▶ _EXERCISE TASK_
Count how many lines in the items below contain the whole word "complete", and reply with only that number.

▶ _INFORMATION PROVIDED_

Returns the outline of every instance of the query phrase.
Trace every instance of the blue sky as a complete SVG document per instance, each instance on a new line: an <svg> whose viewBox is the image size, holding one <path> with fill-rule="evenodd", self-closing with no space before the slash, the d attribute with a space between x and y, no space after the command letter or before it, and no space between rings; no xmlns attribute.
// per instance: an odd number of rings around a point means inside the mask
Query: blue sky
---
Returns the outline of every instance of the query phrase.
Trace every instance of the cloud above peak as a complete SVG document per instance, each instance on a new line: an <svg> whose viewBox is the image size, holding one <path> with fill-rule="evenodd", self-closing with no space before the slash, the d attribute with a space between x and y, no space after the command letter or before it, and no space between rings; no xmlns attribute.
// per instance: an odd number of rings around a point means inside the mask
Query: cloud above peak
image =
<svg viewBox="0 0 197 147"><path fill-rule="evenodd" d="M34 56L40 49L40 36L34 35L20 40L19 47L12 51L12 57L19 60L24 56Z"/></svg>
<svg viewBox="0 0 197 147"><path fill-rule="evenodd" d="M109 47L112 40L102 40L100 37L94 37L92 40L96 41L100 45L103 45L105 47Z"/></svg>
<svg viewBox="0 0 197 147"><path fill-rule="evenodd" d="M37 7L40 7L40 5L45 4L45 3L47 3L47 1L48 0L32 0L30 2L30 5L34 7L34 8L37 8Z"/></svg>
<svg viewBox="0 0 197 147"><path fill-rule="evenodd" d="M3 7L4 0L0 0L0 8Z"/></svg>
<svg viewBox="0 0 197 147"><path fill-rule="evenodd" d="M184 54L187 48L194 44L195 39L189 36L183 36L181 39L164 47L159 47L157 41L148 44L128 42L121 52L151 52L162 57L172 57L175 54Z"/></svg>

▶ _CORRECT ANSWER_
2